[Reading passage]:
If your HR manual is uploaded as a PDF/doc, RAG can search & quote.

Source: https://blog.bytebytego.com/p/ep156-software-architect-knowledge

The Process:

User Prompt: → User asks a question via the LLM interface.
Query Sent to Search Module:→ The server extracts the core query from the prompt.
Information Retrieved:→ Search module fetches data from external sources like PDFs, APIs, databases, web etc.
Context Returned:→ Relevant documents or snippets are returned to the server.
Enhanced Prompt to LLM:→ Server combines original prompt + retrieved data = enhanced input.
LLM Generates Response:→ Model (GPT, Claude, Gemini) uses both to generate a better, context-rich answer.

🔍 Common External Sources Used in RAG:

Source Type	Examples
🌐 Web Search	Bing, Google, Brave API, Perplexity
📄 Documents	PDFs, Word files, HTML, Markdown
🗂️ Knowledge Base	Notion, Confluence, SharePoint
🛢️ Databases	PostgreSQL, MySQL (read-only access)
🧠 Vector DBs	Pinecone, Weaviate, FAISS, Chroma
🧬 APIs	Custom REST APIs (e.g., weather, finance)
👩‍💻 Codebase	GitHub, Bitbucket repos

Note: To use Notion, Confluence, or any private data with RAG, you must manually prepare and store it in a Vector DB first.

[Work instruction]: Using the RAG text above, list in order the names of the steps given under "The Process:".

[Study material]:
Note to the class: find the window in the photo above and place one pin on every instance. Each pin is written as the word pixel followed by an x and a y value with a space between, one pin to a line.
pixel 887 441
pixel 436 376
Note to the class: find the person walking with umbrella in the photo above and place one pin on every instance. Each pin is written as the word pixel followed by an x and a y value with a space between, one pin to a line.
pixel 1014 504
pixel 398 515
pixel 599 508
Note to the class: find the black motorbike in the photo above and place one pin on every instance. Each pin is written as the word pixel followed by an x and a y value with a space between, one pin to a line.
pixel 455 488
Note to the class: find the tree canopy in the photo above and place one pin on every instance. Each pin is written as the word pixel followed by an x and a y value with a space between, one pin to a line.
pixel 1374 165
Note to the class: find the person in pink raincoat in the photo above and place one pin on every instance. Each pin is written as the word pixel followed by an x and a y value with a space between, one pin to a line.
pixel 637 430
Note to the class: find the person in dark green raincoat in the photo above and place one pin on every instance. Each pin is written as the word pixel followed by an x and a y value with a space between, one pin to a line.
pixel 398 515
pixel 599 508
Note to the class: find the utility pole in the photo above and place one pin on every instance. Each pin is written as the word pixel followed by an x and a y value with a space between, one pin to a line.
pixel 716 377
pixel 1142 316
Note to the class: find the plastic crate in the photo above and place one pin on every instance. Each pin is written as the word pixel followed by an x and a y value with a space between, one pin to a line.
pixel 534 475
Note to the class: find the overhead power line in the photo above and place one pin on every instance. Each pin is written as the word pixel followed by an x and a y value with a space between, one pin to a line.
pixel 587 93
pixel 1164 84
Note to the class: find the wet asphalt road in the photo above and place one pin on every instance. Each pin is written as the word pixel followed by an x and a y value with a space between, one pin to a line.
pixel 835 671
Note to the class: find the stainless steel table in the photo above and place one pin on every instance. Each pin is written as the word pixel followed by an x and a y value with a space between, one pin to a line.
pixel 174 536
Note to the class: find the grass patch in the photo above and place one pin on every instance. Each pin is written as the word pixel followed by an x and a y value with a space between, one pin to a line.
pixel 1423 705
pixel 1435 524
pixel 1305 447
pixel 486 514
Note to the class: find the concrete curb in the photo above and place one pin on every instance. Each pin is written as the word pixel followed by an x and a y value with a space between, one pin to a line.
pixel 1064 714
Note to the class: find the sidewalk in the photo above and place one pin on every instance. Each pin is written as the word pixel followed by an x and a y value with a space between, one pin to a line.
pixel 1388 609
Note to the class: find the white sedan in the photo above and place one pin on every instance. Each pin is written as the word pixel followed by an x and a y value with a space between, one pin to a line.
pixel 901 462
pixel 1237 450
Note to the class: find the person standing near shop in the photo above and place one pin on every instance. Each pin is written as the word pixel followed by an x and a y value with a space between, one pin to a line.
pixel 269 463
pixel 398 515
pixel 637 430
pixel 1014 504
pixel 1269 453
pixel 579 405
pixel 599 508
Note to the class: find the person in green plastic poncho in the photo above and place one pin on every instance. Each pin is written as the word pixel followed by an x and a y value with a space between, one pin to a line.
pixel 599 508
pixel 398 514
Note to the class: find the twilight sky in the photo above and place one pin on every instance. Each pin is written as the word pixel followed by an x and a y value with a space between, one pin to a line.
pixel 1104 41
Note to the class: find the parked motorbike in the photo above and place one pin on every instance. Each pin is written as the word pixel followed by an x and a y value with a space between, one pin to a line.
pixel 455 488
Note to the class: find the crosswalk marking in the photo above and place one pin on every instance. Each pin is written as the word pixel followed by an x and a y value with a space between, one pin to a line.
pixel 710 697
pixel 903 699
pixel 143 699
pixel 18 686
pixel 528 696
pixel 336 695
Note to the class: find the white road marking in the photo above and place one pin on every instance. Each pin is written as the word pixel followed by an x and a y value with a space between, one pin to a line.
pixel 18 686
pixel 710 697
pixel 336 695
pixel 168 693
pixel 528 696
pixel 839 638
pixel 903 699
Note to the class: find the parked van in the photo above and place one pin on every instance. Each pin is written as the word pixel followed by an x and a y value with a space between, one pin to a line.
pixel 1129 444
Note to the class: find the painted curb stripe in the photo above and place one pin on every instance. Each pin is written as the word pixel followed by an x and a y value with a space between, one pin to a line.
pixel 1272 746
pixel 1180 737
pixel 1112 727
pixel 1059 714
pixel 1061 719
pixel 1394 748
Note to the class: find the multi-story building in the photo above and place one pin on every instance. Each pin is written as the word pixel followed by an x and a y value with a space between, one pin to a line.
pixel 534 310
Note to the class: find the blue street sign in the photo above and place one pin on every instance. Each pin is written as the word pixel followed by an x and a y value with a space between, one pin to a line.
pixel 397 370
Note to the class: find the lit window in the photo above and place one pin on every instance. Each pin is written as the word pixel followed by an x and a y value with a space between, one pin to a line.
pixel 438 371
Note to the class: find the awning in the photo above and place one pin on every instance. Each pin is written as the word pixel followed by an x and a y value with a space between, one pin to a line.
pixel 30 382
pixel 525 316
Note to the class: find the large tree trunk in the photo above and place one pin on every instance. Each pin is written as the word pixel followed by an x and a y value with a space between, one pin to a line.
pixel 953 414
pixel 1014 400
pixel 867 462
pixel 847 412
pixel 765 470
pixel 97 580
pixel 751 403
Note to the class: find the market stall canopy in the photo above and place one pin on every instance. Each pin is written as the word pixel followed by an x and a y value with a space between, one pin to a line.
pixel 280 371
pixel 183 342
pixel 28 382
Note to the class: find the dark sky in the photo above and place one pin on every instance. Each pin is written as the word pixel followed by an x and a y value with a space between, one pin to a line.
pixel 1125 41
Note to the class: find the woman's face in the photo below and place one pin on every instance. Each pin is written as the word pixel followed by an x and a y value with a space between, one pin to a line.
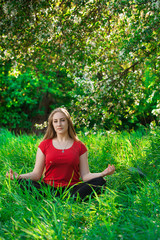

[Task response]:
1. User Prompt
2. Query Sent to Search Module
3. Information Retrieved
4. Context Returned
5. Enhanced Prompt to LLM
6. LLM Generates Response